» EXERCISE TASK
Return, character for character, the lines from the one bearing "mountain skyline, given" through the end of the material. Omit everything before that line.
══ TASK DATA
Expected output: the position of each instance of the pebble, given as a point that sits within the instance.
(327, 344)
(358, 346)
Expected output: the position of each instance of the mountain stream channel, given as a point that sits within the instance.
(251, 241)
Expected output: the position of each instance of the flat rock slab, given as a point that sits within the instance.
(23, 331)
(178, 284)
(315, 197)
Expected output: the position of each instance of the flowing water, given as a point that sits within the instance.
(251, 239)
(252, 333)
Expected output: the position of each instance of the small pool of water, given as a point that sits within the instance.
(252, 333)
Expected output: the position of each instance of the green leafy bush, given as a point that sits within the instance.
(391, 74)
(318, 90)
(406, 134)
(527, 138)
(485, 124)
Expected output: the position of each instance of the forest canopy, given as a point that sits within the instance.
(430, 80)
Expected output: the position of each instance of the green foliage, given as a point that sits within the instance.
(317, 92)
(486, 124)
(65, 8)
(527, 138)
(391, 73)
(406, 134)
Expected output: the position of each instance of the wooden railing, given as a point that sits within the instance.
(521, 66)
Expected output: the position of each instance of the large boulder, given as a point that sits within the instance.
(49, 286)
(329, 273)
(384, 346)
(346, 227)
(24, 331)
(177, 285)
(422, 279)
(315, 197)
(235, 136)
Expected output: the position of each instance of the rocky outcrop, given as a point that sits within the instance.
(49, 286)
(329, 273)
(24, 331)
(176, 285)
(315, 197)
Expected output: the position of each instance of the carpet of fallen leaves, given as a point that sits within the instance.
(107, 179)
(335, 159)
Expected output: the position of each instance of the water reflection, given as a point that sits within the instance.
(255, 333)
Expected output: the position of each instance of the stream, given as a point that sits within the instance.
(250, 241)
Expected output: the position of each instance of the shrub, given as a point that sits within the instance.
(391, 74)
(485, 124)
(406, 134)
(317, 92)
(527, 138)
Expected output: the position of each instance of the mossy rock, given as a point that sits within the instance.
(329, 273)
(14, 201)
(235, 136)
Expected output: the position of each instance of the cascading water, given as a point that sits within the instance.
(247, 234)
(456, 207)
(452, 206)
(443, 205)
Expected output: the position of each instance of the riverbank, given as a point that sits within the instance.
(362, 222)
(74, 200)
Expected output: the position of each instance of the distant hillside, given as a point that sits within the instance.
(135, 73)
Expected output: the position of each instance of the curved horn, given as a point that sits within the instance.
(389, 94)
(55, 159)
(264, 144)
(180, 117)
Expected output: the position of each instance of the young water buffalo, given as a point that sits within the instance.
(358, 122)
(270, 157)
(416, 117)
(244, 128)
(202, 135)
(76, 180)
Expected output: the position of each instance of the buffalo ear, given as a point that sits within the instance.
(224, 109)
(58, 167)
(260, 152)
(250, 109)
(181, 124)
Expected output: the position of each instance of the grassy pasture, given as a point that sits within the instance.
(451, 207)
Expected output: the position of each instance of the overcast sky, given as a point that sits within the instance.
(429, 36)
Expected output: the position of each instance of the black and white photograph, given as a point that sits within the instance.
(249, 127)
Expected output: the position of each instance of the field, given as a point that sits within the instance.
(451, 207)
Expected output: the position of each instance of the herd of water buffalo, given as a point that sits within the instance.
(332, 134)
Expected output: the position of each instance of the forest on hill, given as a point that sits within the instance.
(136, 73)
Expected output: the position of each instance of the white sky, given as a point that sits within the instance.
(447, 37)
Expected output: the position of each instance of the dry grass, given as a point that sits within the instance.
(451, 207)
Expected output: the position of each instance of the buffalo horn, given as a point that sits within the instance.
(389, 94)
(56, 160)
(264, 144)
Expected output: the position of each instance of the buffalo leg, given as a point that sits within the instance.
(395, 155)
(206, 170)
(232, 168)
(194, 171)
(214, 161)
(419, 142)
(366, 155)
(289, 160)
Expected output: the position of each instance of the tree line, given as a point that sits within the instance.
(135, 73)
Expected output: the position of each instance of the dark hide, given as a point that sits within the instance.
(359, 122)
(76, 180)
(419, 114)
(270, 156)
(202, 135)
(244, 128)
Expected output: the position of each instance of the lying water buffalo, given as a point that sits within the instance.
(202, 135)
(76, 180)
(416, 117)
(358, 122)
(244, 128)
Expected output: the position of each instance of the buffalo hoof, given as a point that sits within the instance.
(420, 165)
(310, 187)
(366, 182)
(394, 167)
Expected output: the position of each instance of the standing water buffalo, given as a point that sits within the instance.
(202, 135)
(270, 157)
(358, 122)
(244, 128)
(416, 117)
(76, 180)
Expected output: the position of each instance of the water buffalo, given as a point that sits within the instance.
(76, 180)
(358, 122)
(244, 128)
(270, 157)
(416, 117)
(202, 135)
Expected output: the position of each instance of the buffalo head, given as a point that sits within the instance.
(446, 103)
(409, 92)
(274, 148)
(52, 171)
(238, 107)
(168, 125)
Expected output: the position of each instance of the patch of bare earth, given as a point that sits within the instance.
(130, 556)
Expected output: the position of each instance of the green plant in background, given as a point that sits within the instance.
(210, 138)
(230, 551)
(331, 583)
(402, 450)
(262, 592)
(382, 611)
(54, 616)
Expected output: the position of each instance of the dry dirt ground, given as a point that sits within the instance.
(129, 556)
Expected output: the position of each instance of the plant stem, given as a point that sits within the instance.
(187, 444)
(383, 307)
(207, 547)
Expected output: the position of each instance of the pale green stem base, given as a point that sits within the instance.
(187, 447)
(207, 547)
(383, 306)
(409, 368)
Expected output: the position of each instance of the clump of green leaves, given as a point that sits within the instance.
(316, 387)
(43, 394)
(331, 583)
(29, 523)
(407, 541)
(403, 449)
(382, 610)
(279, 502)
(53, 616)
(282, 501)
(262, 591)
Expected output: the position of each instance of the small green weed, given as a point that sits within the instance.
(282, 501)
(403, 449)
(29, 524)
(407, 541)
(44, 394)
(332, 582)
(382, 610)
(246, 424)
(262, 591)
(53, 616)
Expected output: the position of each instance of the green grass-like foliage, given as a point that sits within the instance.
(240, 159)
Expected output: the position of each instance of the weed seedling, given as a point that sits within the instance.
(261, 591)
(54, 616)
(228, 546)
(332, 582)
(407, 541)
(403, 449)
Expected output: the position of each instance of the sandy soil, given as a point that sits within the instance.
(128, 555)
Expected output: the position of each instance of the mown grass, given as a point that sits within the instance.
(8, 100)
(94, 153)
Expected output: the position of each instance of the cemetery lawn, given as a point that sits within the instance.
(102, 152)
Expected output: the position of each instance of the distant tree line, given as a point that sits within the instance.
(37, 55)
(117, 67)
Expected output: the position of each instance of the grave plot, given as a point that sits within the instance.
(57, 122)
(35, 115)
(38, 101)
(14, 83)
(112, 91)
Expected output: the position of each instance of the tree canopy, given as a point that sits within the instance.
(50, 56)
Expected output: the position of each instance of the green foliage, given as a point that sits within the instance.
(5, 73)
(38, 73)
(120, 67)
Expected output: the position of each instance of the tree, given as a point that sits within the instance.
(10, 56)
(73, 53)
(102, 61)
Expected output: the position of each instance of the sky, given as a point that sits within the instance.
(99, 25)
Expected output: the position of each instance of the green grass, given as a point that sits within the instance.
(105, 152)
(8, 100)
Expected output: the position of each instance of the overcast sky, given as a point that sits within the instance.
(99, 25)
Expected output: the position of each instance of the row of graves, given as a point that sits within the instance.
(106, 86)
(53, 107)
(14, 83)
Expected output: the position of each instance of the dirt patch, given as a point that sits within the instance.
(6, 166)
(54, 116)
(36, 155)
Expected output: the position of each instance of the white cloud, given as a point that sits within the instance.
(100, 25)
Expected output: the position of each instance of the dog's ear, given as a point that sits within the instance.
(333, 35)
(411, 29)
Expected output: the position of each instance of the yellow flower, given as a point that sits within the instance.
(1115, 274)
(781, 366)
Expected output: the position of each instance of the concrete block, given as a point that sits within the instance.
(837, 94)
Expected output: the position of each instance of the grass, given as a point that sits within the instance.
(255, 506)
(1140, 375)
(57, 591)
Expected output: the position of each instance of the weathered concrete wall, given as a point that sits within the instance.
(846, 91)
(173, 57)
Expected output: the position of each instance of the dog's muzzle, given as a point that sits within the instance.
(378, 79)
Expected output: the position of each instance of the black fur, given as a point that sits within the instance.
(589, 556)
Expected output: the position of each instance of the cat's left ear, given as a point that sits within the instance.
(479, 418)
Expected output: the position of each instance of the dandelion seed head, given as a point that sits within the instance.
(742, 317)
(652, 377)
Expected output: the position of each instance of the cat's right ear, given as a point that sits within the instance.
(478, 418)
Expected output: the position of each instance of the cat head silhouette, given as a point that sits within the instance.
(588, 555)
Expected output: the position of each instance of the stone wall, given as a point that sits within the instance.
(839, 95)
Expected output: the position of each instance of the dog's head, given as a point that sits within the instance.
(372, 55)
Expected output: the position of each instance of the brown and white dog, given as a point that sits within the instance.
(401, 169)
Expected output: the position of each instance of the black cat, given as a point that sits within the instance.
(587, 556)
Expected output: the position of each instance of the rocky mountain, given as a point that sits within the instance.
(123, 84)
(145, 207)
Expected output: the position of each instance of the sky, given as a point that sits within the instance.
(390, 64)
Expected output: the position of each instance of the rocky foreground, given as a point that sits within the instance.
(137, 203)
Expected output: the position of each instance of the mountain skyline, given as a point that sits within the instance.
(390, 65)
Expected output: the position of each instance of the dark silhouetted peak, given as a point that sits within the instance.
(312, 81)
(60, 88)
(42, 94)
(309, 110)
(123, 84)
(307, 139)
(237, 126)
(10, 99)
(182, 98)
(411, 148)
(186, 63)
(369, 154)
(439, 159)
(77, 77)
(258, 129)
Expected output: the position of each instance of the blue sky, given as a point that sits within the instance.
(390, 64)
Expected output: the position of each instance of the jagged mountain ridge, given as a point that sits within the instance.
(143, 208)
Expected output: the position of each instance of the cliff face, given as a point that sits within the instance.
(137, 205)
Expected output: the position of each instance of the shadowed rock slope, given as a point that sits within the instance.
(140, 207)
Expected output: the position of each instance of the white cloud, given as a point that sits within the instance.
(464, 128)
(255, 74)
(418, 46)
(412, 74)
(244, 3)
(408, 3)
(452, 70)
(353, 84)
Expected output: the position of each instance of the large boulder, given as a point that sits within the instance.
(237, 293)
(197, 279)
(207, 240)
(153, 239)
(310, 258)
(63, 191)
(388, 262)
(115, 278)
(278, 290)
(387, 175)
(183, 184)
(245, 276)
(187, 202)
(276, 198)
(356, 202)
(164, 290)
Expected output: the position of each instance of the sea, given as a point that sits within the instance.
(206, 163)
════
» THE COMPLETED TASK
Expected output: the position of each instance of the mountain skyline, given as a point that sits within the instance.
(390, 65)
Expected output: the position of each instance of the dark silhouetted peak, given as a point that sits within the instance.
(312, 81)
(60, 88)
(42, 94)
(309, 110)
(123, 84)
(307, 139)
(237, 126)
(10, 99)
(182, 98)
(411, 148)
(186, 63)
(369, 154)
(439, 159)
(77, 77)
(258, 129)
Expected output: the position of each instance of the blue sky, given as a point that sits within the instance.
(390, 64)
Expected output: the position of each instance of the jagged mountain ridge, given as a point that sits within the instance.
(143, 208)
Expected output: the position of each instance of the cliff face, given as a point that sits within the instance.
(137, 205)
Expected output: the position of each instance of the shadowed rock slope, given as a point that sits within the instance.
(140, 207)
Expected output: the position of each instance of the white cloud, given as a point that sits within the instance.
(464, 128)
(255, 74)
(418, 46)
(412, 74)
(244, 3)
(408, 3)
(452, 70)
(353, 84)
Expected output: the position of each instance of the large boulder, given as a point that sits within the instance.
(237, 293)
(197, 279)
(207, 240)
(153, 239)
(310, 258)
(63, 191)
(388, 262)
(115, 278)
(278, 290)
(387, 175)
(183, 184)
(245, 276)
(187, 202)
(276, 198)
(356, 202)
(164, 290)
Expected output: the position of each instance of the sea, given as a point that sits within the instance.
(206, 163)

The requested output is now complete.